SUPPLIED ENTRIES
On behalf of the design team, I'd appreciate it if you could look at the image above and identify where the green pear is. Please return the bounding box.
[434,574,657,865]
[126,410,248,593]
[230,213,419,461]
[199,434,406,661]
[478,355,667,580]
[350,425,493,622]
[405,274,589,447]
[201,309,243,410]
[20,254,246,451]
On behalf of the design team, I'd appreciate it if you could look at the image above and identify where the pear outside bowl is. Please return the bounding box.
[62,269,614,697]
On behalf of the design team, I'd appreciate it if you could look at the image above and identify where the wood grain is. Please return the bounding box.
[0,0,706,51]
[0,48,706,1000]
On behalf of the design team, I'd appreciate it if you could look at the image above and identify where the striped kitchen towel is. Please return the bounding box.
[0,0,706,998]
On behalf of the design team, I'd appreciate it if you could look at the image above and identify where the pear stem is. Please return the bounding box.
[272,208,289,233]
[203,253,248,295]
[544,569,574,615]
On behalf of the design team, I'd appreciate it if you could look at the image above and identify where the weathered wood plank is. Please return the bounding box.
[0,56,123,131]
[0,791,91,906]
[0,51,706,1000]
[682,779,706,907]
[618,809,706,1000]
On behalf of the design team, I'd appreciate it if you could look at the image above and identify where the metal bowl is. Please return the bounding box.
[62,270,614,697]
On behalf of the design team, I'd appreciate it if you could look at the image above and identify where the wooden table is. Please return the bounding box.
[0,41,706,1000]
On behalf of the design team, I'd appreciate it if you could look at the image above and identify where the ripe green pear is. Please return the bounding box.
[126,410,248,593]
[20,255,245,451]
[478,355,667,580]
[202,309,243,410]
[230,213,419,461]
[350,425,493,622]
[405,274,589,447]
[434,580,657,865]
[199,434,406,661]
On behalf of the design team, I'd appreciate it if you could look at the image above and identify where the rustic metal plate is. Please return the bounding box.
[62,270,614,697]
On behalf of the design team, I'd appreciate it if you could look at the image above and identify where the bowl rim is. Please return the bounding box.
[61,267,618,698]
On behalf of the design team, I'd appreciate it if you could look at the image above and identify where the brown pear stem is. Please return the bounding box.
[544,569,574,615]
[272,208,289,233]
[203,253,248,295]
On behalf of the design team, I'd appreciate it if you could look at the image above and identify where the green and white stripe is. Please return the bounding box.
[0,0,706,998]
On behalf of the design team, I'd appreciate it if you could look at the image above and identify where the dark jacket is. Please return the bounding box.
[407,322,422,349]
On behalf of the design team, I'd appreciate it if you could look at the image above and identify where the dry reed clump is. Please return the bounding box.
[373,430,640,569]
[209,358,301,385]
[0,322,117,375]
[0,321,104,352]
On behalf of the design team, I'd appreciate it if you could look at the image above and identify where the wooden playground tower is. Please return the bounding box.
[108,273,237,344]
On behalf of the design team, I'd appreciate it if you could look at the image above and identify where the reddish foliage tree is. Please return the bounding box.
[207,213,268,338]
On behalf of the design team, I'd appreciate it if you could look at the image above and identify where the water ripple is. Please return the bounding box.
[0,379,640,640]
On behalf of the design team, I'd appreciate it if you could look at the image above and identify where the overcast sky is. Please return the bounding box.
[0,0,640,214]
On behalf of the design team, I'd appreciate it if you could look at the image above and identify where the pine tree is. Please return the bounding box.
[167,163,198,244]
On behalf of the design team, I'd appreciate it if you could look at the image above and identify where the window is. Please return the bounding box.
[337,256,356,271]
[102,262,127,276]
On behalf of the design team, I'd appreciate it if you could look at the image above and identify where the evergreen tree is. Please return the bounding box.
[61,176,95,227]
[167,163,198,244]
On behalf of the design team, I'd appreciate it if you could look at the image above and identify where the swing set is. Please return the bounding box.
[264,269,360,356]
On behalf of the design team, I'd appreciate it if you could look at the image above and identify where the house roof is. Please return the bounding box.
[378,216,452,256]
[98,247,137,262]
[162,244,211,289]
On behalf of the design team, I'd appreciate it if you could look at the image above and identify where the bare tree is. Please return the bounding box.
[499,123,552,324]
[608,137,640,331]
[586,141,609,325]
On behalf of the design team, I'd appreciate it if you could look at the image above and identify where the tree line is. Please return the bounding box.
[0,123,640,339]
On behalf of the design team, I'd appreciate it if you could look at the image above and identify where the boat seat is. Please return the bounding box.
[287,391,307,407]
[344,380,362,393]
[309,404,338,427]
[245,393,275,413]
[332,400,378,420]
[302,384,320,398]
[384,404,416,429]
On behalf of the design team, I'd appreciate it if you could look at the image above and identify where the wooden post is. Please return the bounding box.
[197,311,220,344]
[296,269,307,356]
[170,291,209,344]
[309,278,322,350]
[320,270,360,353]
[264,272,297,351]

SHORT TASK
Collect every row above that contains the word "wooden", matching its case exactly.

FULL SOLUTION
On behalf of the design team, I'd appreciate it if you could look at the image above and identify where the wooden table is. Please return the bounding box.
On behalf of the design team, I'd appreciate it if you could look at the image above and identify where the wooden playground tower is. Please return the bounding box.
On behalf of the design team, I'd appreciate it if you could look at the image above and identify where the wooden post is. Please return the bounding box.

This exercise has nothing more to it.